--- START Extract to read ---

Oxygen '96
Early Stages of Oxygen Precipitation in Silicon
THE NITROGEN-PAIR OXYGEN DEFECT IN SILICON
F. Berg Rasmussen(a), R. Jones (b), S. Öberg(c), C.
Ewels(b), J. Goss(b),
J. Miro(d), and P. Deák(d)
(a)Van der Waals-Zeeman Laboratorium, Universiteit van Amsterdam,
Valckenierstraat 65-67, NL-1018 XE Amsterdam, THE NETHERLANDS
(b)Department of Physics, University of Exeter, Exeter EX4~4QL, UK
(c)Department of Mathematics, University of Lule\aa ,Lule\aa, S95187,
SWEDEN
(d)Department of Atomic Physics, Technical University of
Budapest,
Budafoki út 8, H-1111 Budapest, HUNGARY.
Keywords: nitrogen, oxygen, infrared absorption, ab-inito theory.
The properties of nitrogen in silicon have attracted much
attention during the years. In oxygen-lean silicon the dominant
nitrogen defect is a nitrogen pair consisting of two neighbouring
<100> oriented N-Si split interstitials bonded into a squarelike
configuration lying on a {011} plane. Of special interest is the
interaction between the nitrogen pair and oxygen in oxygen-rich
material. Three infrared absorption lines at 1026, 996 and 801
cm-1, resp., were observed in N- and O-implanted FZ-Si
[1]. They were ascribed to a nitrogen-pair oxygen defect but no
microscopic model of the defect could be given. In this study we
combined measurements of the isotopic shift of the infrared absorption
lines with ab initio cluster calculations to deduce the
microscopic structure of the defect.

--- END Extract to read ---
--- START Supplied information ---

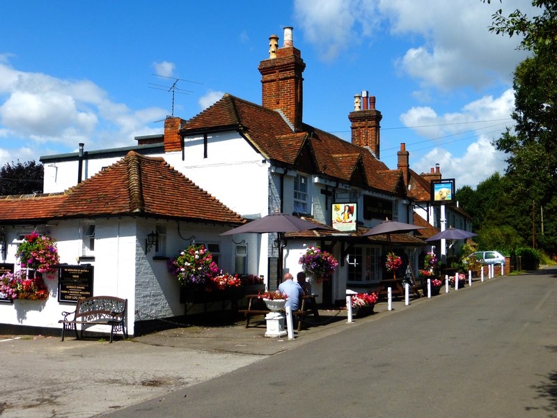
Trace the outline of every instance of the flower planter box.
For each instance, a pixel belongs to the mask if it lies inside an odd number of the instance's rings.
[[[373,314],[373,309],[375,307],[375,304],[366,305],[364,307],[356,307],[352,308],[352,316],[362,318]]]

--- END Supplied information ---

◆ **Problem 1**
Answer these questions from the abstract on the nitrogen-pair oxygen defect in silicon:
(a) What is the dominant nitrogen defect in oxygen-lean silicon?
(b) At which three wavenumbers were the infrared absorption lines observed?
(c) What did the study combine to deduce the defect's microscopic structure?
◆ **Problem 2**
Transcribe part of the abstract on the nitrogen-pair oxygen defect in silicon. Begin at the words "(a)Van der Waals-Zeeman" and stop after "absorption, ab-inito theory.".
The material after the abstract stands apart from it.

◆ **Written response 1**
(a) A nitrogen pair consisting of two neighbouring <100> oriented N-Si split interstitials bonded into a squarelike configuration lying on a {011} plane.
(b) 1026, 996 and 801 cm-1.
(c) Measurements of the isotopic shift of the infrared absorption lines with ab initio cluster calculations.

◆ **Written response 2**
(a)Van der Waals-Zeeman Laboratorium, Universiteit van Amsterdam,
Valckenierstraat 65-67, NL-1018 XE Amsterdam, THE NETHERLANDS
(b)Department of Physics, University of Exeter, Exeter EX4~4QL, UK
(c)Department of Mathematics, University of Lule\aa ,Lule\aa, S95187,
SWEDEN
(d)Department of Atomic Physics, Technical University of
Budapest,
Budafoki út 8, H-1111 Budapest, HUNGARY.
Keywords: nitrogen, oxygen, infrared absorption, ab-inito theory.